AIM OF THE TASK: Please copy the listing below line for line, leaving every character unchanged.

Data items
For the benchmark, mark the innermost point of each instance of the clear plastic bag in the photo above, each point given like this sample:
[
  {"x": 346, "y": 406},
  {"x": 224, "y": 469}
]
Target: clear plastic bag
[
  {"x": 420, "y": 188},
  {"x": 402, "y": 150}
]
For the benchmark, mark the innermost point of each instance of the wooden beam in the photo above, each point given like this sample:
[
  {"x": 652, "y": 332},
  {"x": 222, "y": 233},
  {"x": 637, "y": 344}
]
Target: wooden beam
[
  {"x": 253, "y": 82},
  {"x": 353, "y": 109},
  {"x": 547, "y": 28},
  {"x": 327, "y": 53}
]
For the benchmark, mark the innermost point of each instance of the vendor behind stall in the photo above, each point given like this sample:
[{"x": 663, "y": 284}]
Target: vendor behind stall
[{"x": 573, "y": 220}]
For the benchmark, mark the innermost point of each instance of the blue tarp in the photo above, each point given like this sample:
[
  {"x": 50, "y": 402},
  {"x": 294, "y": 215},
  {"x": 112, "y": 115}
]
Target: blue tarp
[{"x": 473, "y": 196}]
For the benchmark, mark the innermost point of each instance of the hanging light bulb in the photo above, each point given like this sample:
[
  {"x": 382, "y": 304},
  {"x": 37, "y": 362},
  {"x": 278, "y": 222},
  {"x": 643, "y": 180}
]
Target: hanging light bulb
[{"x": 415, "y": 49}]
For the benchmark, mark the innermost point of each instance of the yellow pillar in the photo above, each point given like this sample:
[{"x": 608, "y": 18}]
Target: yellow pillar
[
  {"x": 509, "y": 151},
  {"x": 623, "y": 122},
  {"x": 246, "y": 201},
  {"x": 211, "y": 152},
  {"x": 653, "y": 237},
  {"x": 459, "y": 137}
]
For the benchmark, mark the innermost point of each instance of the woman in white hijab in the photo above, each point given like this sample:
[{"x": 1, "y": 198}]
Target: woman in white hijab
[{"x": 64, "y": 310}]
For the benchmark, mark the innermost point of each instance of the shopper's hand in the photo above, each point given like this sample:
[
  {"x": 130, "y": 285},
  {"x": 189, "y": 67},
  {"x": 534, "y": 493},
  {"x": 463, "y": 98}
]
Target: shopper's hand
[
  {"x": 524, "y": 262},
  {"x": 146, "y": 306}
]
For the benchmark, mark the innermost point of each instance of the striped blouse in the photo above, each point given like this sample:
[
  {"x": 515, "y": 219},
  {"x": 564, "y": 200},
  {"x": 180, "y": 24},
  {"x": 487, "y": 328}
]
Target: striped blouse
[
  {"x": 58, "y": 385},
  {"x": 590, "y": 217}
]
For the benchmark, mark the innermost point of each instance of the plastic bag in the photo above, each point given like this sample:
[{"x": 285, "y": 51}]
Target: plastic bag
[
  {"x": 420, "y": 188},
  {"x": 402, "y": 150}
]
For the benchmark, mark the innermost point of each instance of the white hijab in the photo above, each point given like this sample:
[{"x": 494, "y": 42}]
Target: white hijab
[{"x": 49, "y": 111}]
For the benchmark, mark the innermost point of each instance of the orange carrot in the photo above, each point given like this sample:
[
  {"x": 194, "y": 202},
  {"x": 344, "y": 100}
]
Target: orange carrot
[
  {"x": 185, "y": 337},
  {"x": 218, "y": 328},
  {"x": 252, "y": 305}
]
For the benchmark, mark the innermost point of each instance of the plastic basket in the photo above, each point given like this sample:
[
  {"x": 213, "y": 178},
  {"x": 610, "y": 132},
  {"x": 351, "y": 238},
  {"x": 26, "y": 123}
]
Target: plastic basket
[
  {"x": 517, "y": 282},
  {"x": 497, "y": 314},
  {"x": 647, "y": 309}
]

PROBLEM SOLUTION:
For the benchmark, mark the innermost point of each instance of the clear plastic bag in the photo above, each point given like this sample:
[
  {"x": 346, "y": 406},
  {"x": 224, "y": 469}
]
Target: clear plastic bag
[
  {"x": 420, "y": 188},
  {"x": 402, "y": 150}
]
For the benchmark, mark the innermost point of each instance of the wooden beam in the photo above, each point given like this sample:
[
  {"x": 652, "y": 332},
  {"x": 222, "y": 233},
  {"x": 637, "y": 344}
]
Target: wooden beam
[
  {"x": 253, "y": 82},
  {"x": 353, "y": 109},
  {"x": 547, "y": 28},
  {"x": 327, "y": 53}
]
For the benchmark, mark the innermost point of each instance of the vendor behind stall in the photo above, each point given like this sample:
[{"x": 663, "y": 284}]
Target: vendor behind stall
[{"x": 573, "y": 220}]
For the benchmark, mark the innermost point of each instance of the blue tarp in the photo above, each point given like this sample:
[
  {"x": 50, "y": 402},
  {"x": 294, "y": 215},
  {"x": 112, "y": 115}
]
Target: blue tarp
[{"x": 473, "y": 196}]
For the benchmark, mark the innermost point of each instance of the hanging light bulb in the photo above, each point given like this sample:
[
  {"x": 382, "y": 304},
  {"x": 37, "y": 362},
  {"x": 278, "y": 222},
  {"x": 643, "y": 180}
]
Target: hanging light bulb
[{"x": 415, "y": 49}]
For the benchmark, mark the innermost point of each instance of the yellow pillar in the photo above, each point given like this sample:
[{"x": 608, "y": 18}]
Target: yellow pillar
[
  {"x": 509, "y": 151},
  {"x": 623, "y": 122},
  {"x": 246, "y": 201},
  {"x": 211, "y": 152},
  {"x": 653, "y": 237},
  {"x": 459, "y": 137}
]
For the benchmark, mark the innermost point of each instance of the woman in white hijab in the photo above, each point given like this sample:
[{"x": 1, "y": 198}]
Target: woman in white hijab
[{"x": 64, "y": 310}]
For the benchmark, mark the innermost point of each instance of the shopper's hand in the photo above, each point given like this sample:
[
  {"x": 130, "y": 285},
  {"x": 189, "y": 67},
  {"x": 534, "y": 493},
  {"x": 463, "y": 98}
]
Target: shopper's hand
[
  {"x": 524, "y": 262},
  {"x": 146, "y": 306}
]
For the benchmark, mark the innermost point of each instance of the striped blouse in the photo above, each point given like this sample:
[
  {"x": 515, "y": 219},
  {"x": 564, "y": 200},
  {"x": 180, "y": 24},
  {"x": 487, "y": 328}
]
Target: striped blouse
[
  {"x": 58, "y": 385},
  {"x": 590, "y": 217}
]
For the benchmark, mark the innermost point of each instance of the plastic bag in the photo above, each point given like this sample:
[{"x": 285, "y": 51}]
Target: plastic bag
[
  {"x": 420, "y": 188},
  {"x": 402, "y": 150}
]
For the benchmark, mark the innermost point of each instance of the white hijab in the photo above, each point given like this sample:
[{"x": 494, "y": 42}]
Target: white hijab
[{"x": 49, "y": 111}]
For the benchmark, mark the innermost point of each instance of the orange carrot in the photo above, each point given like this sample:
[
  {"x": 194, "y": 202},
  {"x": 344, "y": 100}
]
Target: orange carrot
[
  {"x": 185, "y": 337},
  {"x": 218, "y": 328},
  {"x": 252, "y": 305}
]
For the benchmark, mark the innermost point of each instance of the plastic basket in the photo above, each point given like this sample:
[
  {"x": 213, "y": 178},
  {"x": 610, "y": 132},
  {"x": 351, "y": 238},
  {"x": 26, "y": 123}
]
Target: plastic basket
[
  {"x": 517, "y": 282},
  {"x": 497, "y": 314},
  {"x": 647, "y": 309}
]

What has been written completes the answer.